What if an existing connection becomes available between the time a wantConn was added to dialsInProgress but before its dial operation completes? As illustrated in the diagram below, the existing connection is delivered to the pending wantConn request. Once the dialed connection establishes, it is added directly to the idle pool without yet being used, as long as the pool hasn’t reached the size limits MaxIdleConns or MaxIdleConnsPerHost. This optimization provides even more reason to configure a larger idle pool: if adding the connection would cause the pool to exceed the size limits, then that freshly-dialed connection will be closed without ever being used*.

Sequence diagram showing how unused dialed connections can make it into the HTTP/1.1 idle pool.

While this is certainly a nice optimization, it doesn’t help us manage the traffic spike: those 98 dials will still be performed. One way to manage those dials is through another configuration option, MaxConnsPerHost.

Example 1.3: HTTP/1.1 with `MaxConnsPerHost`

MaxConnsPerHost imposes an overall limit on the number of connections—idle and active—that the Transport can have open simultaneously for a particular host. For example 1.3, let’s consider a Transport with the following settings:

http.Transport{
    MaxIdleConns:        10,
    MaxIdleConnsPerHost: 10,
    MaxConnsPerHost:     20,
    ...
}

Once again, we run our 3-stage load profile.

The connection pool shows slightly different behavior. Like before, the vast majority of connections are reused. This time, however, because demand for connections greatly exceeds supply, many of them are reused without ever spending time idle. We also see even fewer new connections than example 1.2.

At 2 VUs, we maintain 2 open connections to the target host. As we add a few more, new connections are dialed immediately*. Once we hit 20 open connections to the host, however, then the transport queues* (FIFO) the request until there are connections available for reuse. If an existing connection is closed (perhaps by the server), then decConnsPerHost will find the next connection still waiting in the connsPerHostWait queue and dial a new connection for it*.

Importantly, netstat shows that it never surpasses 20 active connections—so the configured setting works as expected.

Stated exercise 1 >>
List each line of the records that contains the string "post", treating uppercase and lowercase as different.
The text and the records were taken from separate sources.

Dataset entries:
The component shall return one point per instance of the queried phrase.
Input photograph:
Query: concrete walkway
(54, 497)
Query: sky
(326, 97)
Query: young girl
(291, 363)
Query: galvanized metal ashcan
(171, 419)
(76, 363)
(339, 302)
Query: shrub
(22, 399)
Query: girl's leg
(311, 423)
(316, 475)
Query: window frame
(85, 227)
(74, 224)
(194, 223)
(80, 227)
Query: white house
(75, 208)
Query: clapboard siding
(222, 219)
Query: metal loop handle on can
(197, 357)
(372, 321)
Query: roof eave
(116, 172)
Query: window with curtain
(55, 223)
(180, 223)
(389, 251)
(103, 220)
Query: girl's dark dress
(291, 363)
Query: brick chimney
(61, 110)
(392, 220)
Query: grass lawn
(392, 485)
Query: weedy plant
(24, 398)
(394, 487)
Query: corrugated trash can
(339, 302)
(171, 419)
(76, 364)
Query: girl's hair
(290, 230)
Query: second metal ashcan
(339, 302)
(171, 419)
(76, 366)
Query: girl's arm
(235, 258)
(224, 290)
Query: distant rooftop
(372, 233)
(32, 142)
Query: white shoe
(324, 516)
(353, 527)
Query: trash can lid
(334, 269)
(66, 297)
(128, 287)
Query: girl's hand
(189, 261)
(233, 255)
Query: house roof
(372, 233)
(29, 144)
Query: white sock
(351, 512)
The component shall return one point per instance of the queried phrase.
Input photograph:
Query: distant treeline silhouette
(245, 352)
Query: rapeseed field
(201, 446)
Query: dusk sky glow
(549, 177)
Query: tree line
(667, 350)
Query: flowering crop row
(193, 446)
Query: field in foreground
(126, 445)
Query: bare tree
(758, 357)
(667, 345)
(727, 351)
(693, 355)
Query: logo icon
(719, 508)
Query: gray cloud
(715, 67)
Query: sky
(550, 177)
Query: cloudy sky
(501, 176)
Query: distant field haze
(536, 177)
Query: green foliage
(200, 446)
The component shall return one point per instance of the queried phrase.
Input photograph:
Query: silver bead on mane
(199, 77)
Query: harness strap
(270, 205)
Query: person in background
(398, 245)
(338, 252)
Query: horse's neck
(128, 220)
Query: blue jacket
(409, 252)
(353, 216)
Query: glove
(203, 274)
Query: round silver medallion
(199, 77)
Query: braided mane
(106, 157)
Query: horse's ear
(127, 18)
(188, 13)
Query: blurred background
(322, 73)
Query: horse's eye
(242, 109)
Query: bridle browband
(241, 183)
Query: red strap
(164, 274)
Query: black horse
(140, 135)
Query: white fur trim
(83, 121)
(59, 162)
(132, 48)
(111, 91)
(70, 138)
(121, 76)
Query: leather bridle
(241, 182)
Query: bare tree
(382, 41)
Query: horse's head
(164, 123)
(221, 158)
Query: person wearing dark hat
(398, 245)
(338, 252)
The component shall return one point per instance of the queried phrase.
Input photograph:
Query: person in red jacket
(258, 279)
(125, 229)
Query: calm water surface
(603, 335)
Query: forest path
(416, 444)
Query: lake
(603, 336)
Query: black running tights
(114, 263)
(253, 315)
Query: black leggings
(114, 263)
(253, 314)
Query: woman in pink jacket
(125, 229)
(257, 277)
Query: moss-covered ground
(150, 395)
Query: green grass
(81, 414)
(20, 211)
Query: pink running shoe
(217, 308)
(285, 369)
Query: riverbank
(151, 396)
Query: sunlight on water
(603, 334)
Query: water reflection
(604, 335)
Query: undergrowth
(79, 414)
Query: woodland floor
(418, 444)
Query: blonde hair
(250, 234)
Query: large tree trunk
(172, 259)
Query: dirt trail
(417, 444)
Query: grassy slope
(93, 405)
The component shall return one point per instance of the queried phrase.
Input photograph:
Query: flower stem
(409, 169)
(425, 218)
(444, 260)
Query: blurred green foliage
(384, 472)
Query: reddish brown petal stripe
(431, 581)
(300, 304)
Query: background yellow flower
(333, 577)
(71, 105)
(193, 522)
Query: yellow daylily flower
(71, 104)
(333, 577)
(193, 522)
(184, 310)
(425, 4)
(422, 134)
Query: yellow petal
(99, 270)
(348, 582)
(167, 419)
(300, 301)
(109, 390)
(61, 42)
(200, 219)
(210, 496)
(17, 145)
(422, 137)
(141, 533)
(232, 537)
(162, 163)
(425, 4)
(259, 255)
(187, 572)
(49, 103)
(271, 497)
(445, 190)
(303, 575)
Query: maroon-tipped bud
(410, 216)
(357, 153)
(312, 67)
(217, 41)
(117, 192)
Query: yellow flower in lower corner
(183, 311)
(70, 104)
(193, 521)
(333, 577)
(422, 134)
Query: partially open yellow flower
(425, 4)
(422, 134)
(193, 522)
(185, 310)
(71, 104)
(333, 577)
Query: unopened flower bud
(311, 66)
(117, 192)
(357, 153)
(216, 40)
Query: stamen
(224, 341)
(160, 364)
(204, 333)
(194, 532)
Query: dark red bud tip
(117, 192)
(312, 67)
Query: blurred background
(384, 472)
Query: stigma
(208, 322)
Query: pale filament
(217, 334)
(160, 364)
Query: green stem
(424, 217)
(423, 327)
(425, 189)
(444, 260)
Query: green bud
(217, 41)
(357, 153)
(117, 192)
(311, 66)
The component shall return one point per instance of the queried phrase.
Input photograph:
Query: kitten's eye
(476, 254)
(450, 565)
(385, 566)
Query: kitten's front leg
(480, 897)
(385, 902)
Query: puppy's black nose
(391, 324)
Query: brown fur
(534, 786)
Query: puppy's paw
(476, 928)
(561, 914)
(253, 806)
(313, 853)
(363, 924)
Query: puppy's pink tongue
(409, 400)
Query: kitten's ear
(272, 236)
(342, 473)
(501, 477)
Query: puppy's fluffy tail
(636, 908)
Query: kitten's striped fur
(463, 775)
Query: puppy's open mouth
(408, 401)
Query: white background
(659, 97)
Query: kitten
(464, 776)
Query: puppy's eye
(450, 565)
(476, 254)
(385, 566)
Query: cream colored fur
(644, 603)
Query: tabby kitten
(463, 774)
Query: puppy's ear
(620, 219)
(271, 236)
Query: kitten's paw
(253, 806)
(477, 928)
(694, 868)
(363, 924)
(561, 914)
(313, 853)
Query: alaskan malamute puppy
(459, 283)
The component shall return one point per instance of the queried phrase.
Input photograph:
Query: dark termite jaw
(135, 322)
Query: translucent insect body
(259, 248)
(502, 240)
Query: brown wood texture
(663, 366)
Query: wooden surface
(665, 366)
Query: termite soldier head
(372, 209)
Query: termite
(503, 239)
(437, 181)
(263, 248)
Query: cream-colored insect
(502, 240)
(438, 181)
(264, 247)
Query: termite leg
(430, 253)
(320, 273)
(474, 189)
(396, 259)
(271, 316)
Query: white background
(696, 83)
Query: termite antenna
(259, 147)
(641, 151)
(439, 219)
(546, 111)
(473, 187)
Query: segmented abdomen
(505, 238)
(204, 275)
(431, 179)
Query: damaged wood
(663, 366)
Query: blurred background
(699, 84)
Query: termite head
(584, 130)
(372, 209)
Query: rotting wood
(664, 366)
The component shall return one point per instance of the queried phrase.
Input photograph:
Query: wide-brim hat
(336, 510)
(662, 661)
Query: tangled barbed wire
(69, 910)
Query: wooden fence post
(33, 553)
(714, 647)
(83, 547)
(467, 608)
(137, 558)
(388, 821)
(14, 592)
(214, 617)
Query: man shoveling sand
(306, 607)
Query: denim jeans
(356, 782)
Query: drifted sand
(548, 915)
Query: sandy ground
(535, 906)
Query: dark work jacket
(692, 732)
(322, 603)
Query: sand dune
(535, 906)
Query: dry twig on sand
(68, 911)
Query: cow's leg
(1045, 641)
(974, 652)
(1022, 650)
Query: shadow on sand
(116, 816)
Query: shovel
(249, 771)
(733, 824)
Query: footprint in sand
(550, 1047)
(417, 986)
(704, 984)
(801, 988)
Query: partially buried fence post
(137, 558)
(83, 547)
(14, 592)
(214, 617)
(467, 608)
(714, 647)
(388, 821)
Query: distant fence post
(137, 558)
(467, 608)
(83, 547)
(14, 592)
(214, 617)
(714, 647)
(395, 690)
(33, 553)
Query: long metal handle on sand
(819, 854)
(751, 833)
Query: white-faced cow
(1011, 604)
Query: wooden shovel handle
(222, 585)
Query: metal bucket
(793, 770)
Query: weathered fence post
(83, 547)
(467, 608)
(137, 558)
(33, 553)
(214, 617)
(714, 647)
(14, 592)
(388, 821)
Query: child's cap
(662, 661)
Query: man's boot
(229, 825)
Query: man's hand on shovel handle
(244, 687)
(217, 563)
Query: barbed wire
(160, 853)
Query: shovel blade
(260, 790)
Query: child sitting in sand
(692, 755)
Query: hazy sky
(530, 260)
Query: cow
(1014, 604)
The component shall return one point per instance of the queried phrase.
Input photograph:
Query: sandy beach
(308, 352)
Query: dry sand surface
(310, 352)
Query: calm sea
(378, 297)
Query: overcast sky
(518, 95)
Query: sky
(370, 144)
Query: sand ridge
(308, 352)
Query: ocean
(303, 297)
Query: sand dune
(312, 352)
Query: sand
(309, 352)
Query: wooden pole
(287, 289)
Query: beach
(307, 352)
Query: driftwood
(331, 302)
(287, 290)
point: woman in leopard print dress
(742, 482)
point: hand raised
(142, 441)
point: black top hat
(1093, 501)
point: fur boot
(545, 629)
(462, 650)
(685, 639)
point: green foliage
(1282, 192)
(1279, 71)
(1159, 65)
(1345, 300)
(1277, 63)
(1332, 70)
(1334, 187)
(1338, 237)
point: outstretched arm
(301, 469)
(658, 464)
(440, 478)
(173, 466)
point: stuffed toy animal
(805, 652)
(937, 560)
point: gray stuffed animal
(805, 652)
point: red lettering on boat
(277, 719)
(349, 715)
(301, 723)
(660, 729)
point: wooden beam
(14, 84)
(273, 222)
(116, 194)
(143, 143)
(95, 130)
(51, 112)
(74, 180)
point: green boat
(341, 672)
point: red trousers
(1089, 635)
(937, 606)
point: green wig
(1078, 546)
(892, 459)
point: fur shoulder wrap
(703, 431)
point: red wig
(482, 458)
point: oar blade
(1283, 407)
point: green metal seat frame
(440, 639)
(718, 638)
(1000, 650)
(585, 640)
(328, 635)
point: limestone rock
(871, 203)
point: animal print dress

Stated exercise 2 >>
Restate word for word the part of the text on HTTP connection pooling starting with "MaxConnsPerHost imposes an" and going on through "than example 1.2.".

Problem solution 1 >>
Query: wooden fence post
Query: partially buried fence post
Query: distant fence post
Query: weathered fence post

Problem solution 2 >>
MaxConnsPerHost imposes an overall limit on the number of connections—idle and active—that the Transport can have open simultaneously for a particular host. For example 1.3, let’s consider a Transport with the following settings:

http.Transport{
    MaxIdleConns:        10,
    MaxIdleConnsPerHost: 10,
    MaxConnsPerHost:     20,
    ...
}

Once again, we run our 3-stage load profile.

The connection pool shows slightly different behavior. Like before, the vast majority of connections are reused. This time, however, because demand for connections greatly exceeds supply, many of them are reused without ever spending time idle. We also see even fewer new connections than example 1.2.